▶ [Brief] Starting with the line that holds "like x=410, y=539.", copy out each remaining line of the listing below, up to and including the last one, and include nothing else.

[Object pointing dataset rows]
======

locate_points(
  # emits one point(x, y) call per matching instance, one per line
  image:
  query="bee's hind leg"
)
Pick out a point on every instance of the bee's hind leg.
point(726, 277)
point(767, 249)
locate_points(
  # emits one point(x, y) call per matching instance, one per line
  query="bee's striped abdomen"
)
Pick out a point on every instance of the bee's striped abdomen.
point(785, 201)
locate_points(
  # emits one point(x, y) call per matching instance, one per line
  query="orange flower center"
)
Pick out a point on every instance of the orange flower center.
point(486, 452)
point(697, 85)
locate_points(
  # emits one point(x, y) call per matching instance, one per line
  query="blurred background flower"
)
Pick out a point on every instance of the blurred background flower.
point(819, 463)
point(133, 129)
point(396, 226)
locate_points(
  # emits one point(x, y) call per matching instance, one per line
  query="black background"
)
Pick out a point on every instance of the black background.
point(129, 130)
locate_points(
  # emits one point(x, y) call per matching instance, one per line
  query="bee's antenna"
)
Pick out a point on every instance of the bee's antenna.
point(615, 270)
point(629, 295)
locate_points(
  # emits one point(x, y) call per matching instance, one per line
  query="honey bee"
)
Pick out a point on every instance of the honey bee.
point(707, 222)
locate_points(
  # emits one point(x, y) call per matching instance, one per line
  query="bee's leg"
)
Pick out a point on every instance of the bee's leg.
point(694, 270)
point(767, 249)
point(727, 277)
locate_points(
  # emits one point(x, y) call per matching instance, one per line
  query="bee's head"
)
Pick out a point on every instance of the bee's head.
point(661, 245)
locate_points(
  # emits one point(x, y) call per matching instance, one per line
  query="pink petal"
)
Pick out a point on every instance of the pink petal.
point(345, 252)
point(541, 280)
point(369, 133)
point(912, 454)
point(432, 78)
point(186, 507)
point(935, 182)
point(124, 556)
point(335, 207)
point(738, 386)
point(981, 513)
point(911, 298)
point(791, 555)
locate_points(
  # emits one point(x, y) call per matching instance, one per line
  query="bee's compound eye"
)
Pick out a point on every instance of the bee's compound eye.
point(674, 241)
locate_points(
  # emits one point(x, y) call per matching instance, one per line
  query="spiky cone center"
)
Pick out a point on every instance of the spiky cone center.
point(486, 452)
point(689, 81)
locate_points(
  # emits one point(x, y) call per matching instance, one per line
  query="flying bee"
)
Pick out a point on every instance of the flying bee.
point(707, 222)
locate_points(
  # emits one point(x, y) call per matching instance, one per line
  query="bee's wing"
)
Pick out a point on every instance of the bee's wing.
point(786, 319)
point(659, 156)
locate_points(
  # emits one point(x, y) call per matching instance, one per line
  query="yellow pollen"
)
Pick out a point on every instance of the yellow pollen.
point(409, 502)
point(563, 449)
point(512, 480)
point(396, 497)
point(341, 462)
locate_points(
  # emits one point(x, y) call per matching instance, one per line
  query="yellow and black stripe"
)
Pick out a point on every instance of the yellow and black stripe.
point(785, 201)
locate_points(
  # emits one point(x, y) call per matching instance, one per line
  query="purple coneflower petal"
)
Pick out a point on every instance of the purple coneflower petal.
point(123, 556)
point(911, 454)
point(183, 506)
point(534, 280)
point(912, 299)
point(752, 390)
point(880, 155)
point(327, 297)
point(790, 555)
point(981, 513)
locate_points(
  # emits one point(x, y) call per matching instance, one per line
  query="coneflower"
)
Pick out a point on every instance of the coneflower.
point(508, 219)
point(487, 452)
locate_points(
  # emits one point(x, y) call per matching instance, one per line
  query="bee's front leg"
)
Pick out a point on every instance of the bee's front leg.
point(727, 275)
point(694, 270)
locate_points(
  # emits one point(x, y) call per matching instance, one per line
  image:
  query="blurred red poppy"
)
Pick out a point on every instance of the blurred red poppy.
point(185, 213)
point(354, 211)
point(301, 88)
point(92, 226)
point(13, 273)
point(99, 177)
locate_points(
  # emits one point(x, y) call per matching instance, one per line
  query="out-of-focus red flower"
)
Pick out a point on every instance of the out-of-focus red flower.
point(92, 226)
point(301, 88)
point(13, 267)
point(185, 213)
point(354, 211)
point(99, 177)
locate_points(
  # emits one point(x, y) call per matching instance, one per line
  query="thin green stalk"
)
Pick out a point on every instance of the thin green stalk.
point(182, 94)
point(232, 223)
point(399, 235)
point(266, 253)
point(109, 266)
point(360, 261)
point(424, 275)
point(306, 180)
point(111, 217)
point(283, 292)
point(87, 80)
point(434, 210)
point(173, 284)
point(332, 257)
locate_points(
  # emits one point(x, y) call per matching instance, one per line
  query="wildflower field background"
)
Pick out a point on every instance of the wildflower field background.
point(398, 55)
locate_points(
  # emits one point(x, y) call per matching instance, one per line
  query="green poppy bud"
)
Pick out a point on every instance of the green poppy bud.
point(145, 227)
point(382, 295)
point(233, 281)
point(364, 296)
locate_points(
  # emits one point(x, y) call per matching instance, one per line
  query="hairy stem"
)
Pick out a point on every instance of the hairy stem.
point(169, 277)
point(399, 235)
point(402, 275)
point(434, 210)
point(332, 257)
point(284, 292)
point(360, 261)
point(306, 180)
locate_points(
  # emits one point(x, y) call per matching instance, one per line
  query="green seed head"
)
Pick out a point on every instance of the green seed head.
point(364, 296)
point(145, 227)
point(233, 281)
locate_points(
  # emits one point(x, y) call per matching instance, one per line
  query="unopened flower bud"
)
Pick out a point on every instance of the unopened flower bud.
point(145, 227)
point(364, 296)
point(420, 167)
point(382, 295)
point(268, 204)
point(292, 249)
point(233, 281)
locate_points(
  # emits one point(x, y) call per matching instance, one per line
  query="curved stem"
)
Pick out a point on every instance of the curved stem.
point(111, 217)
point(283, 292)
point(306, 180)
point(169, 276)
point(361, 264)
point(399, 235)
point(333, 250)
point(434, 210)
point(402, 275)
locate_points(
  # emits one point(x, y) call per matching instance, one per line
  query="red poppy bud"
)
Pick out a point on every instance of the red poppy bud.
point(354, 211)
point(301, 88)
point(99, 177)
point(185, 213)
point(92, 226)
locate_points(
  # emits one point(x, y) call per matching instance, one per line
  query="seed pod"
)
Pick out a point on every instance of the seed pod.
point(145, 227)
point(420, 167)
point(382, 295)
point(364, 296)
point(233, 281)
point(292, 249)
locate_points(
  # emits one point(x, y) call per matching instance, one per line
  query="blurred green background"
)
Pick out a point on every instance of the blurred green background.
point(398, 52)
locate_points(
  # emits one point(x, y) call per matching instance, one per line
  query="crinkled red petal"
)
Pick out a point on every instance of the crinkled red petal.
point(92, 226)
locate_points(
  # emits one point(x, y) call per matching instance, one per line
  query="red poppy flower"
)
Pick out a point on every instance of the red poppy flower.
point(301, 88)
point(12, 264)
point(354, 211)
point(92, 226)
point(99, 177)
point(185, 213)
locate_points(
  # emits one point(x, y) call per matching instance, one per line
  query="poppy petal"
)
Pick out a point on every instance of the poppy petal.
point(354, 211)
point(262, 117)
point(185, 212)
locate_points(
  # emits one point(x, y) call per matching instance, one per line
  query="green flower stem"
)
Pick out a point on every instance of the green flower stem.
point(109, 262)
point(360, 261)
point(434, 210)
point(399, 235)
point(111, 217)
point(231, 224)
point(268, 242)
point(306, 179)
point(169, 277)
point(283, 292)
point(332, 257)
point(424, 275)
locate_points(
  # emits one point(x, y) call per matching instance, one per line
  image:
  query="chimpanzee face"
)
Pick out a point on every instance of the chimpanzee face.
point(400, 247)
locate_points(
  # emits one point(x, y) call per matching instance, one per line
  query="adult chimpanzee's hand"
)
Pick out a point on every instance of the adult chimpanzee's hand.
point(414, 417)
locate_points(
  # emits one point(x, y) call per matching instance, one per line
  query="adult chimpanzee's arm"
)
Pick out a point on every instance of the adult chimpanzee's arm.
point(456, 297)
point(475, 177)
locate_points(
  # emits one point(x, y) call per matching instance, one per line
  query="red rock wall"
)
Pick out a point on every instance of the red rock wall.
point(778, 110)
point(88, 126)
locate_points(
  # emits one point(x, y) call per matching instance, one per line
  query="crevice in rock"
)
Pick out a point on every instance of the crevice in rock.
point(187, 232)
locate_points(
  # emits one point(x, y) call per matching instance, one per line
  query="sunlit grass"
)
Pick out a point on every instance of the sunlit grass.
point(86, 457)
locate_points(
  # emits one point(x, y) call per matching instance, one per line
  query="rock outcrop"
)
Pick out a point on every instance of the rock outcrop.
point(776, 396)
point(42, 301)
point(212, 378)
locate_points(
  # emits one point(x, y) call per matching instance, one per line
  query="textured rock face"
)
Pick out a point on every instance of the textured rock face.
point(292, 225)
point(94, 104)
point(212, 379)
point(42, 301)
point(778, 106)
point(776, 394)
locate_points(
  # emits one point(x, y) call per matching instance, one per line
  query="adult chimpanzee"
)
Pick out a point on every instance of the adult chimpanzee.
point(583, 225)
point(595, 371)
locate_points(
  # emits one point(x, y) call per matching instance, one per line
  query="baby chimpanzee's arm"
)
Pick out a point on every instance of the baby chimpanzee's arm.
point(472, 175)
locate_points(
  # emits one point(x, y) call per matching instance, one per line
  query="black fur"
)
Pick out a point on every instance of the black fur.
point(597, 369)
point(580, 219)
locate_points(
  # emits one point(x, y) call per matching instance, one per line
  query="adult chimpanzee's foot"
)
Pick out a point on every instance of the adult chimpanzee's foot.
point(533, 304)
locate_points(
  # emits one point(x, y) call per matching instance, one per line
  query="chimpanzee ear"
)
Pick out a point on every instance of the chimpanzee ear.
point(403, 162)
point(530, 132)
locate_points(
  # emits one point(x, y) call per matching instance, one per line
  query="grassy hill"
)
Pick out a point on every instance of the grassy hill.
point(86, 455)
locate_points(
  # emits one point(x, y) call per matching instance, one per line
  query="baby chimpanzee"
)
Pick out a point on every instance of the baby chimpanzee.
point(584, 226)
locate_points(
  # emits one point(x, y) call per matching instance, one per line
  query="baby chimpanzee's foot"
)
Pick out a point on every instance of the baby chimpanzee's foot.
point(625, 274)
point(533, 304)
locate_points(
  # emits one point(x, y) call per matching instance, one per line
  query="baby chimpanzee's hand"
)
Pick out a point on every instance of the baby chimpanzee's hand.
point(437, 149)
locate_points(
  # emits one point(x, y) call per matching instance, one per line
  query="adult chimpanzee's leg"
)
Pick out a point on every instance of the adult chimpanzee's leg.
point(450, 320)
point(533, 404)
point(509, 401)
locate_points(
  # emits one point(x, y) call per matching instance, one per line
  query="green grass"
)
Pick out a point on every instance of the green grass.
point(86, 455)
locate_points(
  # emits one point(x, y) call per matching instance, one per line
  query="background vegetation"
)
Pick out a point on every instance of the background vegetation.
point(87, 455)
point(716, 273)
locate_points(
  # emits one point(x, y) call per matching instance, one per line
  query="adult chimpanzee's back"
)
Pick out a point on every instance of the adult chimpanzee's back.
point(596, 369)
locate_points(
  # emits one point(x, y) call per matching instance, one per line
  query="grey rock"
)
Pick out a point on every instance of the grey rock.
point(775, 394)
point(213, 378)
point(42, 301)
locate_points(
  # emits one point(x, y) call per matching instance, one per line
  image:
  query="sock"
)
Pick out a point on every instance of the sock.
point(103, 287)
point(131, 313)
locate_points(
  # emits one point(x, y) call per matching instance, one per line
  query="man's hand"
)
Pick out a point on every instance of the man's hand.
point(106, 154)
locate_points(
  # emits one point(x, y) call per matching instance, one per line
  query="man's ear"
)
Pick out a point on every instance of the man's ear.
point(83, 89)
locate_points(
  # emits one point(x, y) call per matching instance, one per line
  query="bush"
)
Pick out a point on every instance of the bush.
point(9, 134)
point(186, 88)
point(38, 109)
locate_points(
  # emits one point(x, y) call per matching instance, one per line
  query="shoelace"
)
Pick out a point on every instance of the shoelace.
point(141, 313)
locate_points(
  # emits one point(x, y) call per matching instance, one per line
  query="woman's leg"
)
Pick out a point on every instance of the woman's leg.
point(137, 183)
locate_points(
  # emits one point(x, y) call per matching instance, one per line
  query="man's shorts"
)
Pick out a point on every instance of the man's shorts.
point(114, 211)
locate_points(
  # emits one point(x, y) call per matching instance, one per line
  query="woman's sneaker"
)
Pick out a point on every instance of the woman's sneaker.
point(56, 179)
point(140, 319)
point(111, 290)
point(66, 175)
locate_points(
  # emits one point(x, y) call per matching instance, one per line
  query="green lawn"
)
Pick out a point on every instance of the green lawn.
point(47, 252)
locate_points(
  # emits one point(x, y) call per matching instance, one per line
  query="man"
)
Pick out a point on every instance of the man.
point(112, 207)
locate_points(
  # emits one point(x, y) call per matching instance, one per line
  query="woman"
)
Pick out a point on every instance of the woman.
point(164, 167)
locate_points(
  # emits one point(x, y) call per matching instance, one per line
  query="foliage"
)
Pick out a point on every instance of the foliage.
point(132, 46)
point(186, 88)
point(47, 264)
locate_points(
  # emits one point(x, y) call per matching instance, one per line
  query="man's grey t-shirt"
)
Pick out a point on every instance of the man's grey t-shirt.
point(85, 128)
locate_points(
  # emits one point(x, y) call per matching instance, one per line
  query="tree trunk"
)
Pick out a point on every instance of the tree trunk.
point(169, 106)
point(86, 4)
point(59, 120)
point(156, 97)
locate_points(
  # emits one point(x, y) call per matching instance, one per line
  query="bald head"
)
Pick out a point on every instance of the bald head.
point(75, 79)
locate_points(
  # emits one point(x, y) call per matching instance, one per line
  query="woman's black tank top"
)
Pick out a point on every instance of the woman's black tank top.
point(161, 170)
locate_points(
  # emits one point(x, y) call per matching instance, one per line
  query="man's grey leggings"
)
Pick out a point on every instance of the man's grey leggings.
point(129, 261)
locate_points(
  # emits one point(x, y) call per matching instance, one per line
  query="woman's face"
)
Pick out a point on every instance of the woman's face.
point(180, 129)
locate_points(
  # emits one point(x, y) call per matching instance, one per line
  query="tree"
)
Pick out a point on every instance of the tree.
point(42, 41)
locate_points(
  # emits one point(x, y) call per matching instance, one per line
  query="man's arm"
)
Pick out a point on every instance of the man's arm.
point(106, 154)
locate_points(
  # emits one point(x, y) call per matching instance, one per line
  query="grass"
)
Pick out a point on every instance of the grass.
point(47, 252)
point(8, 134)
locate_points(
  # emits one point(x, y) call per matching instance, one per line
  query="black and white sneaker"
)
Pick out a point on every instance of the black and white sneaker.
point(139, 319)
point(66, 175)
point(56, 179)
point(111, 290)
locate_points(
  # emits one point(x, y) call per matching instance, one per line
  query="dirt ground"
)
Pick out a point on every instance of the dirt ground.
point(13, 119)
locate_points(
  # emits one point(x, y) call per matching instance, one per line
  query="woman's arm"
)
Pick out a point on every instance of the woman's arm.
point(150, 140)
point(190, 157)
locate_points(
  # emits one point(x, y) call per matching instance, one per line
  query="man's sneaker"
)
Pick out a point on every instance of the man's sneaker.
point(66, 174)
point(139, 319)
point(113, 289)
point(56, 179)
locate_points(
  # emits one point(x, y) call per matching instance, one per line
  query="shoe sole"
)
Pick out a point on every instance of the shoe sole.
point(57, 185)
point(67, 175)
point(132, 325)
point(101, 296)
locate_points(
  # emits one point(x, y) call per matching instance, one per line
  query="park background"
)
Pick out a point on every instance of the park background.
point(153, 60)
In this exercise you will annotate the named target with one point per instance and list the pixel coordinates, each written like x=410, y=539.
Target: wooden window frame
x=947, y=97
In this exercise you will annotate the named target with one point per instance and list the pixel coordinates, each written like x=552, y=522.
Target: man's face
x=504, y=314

======

▶ [Result of this exercise]
In this exercise you will annotate the named target with one point per instance and list the pixel coordinates, each written like x=410, y=539.
Target: wooden window frame
x=947, y=97
In this exercise you will annotate the named target with one point per instance and list the pixel coordinates, each written like x=552, y=522.
Target: man's face
x=504, y=314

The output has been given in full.